= Problem requirements =
Rewrite everything from the line containing "[locate] string of" down to the end of the records, including each request, with 54 added to every point coordinate.

= Object pointing dataset rows =
━━━━━━━━
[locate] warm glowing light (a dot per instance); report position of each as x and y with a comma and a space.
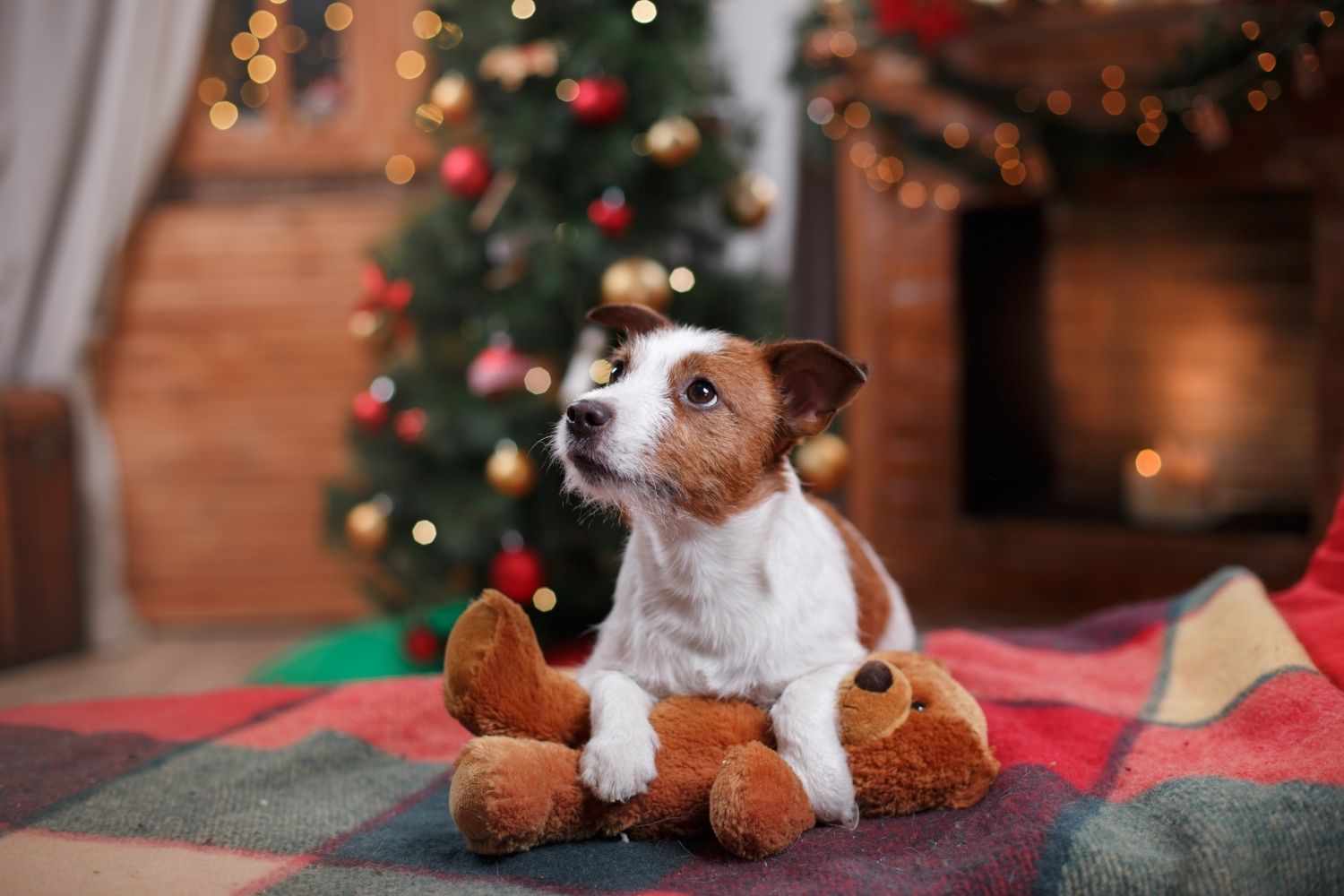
424, 532
261, 67
682, 280
253, 94
211, 90
263, 23
427, 117
363, 324
843, 45
410, 65
292, 39
913, 194
426, 24
451, 35
1007, 134
644, 13
863, 153
543, 598
857, 115
245, 45
835, 128
338, 16
223, 115
820, 110
890, 169
537, 381
946, 196
1059, 101
1148, 462
400, 168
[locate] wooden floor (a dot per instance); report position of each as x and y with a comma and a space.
174, 662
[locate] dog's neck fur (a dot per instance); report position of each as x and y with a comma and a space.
699, 560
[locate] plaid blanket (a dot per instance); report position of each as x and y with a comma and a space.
1191, 745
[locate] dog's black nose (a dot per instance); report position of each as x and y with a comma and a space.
588, 417
874, 676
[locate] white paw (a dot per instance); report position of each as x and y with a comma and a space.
616, 767
830, 788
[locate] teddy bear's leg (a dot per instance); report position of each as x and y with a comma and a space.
511, 794
496, 680
757, 805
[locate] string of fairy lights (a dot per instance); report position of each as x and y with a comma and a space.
846, 47
266, 34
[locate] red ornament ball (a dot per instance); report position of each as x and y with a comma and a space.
368, 413
518, 573
422, 646
465, 171
613, 218
599, 101
410, 425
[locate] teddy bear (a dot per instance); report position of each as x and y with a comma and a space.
916, 740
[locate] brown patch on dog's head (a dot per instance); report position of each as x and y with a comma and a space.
722, 455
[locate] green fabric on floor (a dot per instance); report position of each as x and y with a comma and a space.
368, 649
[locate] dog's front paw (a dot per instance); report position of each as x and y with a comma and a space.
828, 785
616, 767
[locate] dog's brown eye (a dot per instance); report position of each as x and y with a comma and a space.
702, 392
━━━━━━━━
= Answer to the problem =
[locate] string of fairy lights (a dot per instance); report position of each as x and y with a comma and a space.
900, 101
320, 88
[locate] red ornament ball (a dot per instance); report position of each as x and y with a comma and a space.
422, 467
572, 627
476, 700
519, 225
667, 272
653, 155
464, 479
[locate] teddy bear (a dot per instance); report position of each as x and y with a comma and a space.
970, 794
[locate] brown patch on dog's head (a dot per instance); report position of each as x and y with a comma and a space.
776, 509
[locate] green fabric on floor (a dot per instance); report position of each as x and y with a comma and a space.
422, 703
[locate] dog's front paw (a dot per instance); report position of each as x and y with a comma and a space.
882, 839
670, 821
[locate] dog's brown eye (a dot per instance); report position of each as x and y with a comma and a space.
756, 446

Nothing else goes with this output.